● **Passage cité**:
┌──

Le cours amont du ravin de Valfroide affouille
la succession de façon plus profonde, jusqu'au Lias calcaire
(mais sans atteindre le Trias), en suivant grossièrement
le plan axial d'un pli plus occidental, l'anticlinal de Valfroide.
Le ravin affluent de l'Arvette tranche le flanc est de ce pli
dans la partie orientale du sauvage cirque du Fond de Valfroide
et y met en évidence une belle charnière couchée
parasite, l'anticlinal du Fond de Valfoide. Ce pli est
assez étonnant car, s'il appartient manifestement, par l'azimut
et le plongement de son axe, à
la même famille que les précédents son déversement est par contre
dirigé en sens inverse, vers le nord-est.

Ce cliché permet d'analyser en détail la charnière couchée de l'anticlinal de du Fond de Valfroide : l'axe du pli, qui plonge vers l'arrière gauche, est orienté à peu près N130 ; le dessin de la charnière indique une déformation de type intermédiaire entre le mode concentrique* et le mode semblable* (noter les variations d'épaisseur du niveau marneux repère, d'âge vraisemblablement Toarcien inférieur) ; toutefois il faut tenir compte de ce que la section est oblique à l'axe du pli, ce qui a pour effet de déformer le dessin dans le sens de l'étirement gauche droit.
L'origine du sens de déversement "anormal", puisque inverse de celui du Mont Falcon, de ce pli du Fond de Valfroide n'est ni claire ni évidente. On peut se demander s'il ne s'agit pas d'une portion du pli qui aurait gardé son sens de déversement originel, au sein d'un ensemble dont les parties hautes ont subi, après plissement, un cisaillement vers l'ouest par entraînement sous la dalle nummulitique, lors des mouvements tardifs subis par la couverture vis-à-vis du socle cristallin (voir à ce sujet l'aperçu tectonique sur le massif du Pelvoux).

└──

[Entrées du jeu de données]

┌──

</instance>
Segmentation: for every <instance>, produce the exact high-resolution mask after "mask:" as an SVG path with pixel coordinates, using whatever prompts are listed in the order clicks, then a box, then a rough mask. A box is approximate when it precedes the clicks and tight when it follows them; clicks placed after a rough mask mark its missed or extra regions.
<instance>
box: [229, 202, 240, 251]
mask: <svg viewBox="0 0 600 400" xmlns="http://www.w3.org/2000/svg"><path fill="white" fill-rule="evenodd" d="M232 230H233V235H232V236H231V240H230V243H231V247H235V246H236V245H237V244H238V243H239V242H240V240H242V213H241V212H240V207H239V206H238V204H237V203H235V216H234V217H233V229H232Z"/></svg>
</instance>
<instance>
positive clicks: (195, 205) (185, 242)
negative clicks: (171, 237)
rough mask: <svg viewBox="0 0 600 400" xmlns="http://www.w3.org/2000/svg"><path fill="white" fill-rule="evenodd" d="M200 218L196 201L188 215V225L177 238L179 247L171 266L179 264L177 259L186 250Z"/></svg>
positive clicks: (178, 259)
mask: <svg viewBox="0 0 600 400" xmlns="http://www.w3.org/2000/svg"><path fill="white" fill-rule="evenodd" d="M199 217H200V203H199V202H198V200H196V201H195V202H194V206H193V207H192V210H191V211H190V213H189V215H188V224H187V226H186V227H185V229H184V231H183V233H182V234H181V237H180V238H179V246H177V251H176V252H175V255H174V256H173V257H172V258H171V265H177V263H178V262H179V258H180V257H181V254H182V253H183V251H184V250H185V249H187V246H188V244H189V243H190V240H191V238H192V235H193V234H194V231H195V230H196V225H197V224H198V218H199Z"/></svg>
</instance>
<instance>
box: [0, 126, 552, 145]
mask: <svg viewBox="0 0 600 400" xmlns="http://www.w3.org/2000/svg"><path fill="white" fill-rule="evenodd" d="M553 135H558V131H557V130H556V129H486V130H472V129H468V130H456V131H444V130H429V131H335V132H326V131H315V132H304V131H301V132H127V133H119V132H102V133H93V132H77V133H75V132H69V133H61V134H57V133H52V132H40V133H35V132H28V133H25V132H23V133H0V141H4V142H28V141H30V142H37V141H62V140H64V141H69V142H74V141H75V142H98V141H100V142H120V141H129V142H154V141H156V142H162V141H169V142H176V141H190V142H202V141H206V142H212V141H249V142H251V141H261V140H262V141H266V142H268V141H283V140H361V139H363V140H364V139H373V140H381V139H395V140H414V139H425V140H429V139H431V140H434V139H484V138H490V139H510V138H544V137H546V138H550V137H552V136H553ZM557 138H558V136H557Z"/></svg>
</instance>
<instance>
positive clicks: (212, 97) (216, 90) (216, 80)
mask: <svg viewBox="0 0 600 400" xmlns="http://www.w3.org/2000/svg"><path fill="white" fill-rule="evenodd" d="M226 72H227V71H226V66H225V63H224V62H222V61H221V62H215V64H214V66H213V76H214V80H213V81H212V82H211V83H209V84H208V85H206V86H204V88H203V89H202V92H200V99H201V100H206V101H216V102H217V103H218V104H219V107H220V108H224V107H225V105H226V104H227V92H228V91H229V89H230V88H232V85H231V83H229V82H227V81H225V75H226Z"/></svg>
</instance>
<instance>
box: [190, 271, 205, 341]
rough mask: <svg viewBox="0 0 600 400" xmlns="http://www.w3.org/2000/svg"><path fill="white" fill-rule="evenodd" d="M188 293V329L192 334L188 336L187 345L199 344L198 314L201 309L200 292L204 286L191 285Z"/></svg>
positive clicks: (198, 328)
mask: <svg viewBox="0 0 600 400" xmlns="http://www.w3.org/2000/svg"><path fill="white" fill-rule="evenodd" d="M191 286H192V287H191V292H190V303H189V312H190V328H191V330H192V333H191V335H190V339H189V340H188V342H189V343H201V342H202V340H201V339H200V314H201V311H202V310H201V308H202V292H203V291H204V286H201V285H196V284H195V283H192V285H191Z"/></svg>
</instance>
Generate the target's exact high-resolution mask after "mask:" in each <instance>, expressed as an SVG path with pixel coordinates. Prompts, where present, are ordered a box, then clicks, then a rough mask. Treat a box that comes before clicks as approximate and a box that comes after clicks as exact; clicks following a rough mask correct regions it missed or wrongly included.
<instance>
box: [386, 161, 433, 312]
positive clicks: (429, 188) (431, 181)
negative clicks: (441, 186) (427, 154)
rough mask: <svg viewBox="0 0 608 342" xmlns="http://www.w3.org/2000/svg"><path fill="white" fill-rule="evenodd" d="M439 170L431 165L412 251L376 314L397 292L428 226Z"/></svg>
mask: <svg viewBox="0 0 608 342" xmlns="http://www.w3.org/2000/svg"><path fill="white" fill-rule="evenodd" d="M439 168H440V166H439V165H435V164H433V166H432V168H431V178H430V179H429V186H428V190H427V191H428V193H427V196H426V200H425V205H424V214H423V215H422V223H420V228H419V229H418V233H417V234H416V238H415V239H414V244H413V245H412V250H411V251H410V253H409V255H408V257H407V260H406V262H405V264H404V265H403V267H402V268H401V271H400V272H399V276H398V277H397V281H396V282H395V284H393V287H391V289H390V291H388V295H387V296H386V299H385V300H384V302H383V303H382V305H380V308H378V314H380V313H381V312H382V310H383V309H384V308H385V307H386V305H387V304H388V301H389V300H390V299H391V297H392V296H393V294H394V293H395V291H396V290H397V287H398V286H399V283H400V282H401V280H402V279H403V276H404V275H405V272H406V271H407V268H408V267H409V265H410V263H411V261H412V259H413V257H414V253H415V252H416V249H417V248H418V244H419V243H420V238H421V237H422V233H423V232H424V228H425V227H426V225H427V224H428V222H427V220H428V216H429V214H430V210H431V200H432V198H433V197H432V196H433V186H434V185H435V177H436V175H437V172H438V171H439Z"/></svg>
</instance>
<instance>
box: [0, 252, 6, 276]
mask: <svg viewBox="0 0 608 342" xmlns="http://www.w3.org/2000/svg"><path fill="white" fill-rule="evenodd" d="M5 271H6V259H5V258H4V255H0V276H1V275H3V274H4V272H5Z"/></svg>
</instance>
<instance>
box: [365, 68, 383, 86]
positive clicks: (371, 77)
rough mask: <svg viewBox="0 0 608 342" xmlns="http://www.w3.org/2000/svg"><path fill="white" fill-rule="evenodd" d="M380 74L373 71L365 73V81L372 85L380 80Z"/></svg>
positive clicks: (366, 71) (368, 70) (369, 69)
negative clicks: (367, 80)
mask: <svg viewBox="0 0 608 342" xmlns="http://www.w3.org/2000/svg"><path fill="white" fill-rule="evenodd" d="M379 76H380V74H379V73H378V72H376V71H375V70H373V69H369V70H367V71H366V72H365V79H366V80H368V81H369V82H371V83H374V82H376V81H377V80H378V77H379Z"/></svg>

└──
┌──

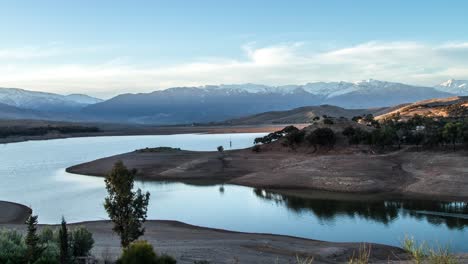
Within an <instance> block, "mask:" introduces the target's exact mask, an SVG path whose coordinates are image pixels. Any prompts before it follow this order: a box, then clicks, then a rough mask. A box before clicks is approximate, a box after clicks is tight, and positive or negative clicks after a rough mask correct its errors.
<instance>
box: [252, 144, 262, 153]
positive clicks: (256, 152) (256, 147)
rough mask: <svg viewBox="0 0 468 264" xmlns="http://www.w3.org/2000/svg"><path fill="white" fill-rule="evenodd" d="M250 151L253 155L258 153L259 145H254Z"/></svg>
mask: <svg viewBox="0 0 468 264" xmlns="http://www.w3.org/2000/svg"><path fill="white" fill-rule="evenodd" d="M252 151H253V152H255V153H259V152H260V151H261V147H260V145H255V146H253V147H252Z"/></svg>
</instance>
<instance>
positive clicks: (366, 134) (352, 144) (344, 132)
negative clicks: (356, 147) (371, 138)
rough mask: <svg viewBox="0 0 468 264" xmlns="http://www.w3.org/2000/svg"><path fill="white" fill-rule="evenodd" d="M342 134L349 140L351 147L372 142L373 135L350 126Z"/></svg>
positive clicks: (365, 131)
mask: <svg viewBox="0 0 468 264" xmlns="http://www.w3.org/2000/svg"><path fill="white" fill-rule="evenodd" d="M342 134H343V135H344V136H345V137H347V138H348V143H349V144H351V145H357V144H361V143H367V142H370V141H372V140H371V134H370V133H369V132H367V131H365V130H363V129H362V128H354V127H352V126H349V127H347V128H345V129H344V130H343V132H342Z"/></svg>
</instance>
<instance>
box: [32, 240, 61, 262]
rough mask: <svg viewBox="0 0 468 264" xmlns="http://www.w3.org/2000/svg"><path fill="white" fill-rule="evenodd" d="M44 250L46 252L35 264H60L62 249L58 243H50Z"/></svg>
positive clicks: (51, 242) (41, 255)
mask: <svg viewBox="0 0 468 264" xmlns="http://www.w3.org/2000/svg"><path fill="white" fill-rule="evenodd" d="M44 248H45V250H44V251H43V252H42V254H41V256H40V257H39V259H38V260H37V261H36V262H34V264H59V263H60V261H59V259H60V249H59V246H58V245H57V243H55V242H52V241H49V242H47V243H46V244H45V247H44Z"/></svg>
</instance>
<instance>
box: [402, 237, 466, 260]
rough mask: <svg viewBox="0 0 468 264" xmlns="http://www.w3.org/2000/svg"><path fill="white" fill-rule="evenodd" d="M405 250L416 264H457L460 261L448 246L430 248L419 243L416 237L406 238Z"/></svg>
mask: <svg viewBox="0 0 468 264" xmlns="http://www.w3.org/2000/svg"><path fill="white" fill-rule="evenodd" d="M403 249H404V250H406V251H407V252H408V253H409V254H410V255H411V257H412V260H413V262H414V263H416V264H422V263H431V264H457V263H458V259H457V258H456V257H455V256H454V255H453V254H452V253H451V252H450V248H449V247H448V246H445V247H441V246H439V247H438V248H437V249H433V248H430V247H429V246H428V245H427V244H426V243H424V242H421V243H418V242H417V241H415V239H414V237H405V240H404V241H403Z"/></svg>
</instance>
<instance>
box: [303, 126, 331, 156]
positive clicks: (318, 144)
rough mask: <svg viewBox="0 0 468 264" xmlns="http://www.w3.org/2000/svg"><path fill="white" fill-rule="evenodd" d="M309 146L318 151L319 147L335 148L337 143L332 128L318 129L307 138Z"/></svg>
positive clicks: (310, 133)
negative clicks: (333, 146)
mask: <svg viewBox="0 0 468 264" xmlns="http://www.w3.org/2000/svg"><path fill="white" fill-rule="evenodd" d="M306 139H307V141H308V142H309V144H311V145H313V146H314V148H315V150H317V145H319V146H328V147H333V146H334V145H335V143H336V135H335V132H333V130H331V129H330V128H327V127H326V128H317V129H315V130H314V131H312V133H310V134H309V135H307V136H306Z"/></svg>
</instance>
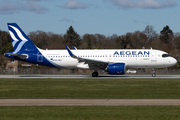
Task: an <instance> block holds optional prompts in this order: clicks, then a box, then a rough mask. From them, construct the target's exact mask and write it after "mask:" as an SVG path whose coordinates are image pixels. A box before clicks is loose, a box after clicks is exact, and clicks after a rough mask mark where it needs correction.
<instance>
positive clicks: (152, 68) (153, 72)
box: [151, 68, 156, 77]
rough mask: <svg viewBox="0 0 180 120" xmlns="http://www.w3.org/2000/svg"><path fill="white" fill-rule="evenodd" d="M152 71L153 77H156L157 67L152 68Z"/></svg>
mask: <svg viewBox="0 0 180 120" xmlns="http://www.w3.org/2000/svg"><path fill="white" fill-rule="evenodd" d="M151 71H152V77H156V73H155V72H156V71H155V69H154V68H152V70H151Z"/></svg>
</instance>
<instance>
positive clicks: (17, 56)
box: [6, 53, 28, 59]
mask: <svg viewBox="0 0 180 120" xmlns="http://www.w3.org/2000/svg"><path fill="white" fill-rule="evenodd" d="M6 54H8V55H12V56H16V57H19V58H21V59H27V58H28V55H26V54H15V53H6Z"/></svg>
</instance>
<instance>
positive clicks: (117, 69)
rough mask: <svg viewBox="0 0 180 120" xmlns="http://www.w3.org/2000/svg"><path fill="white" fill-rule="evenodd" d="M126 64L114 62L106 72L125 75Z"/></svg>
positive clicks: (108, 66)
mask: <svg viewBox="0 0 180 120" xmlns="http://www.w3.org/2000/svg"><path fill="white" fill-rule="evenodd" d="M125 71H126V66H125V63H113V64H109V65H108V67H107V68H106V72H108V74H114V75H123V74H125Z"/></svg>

└──

Résumez en deux phrases, s'il vous plaît, le passage sur le ravin de Valfroide.

Le cours amont du ravin de Valfroide entaille la succession jusqu'au Lias calcaire en suivant l'axe de l'anticlinal de Valfroide. Un ravin affluent de l'Arvette y révèle une charnière couchée, l'anticlinal du Fond de Valfroide, que l'azimut et le plongement de son axe rattachent à la même famille de plis mais dont le déversement est dirigé en sens inverse, vers le nord-est, pour une raison qui n'est ni claire ni évidente.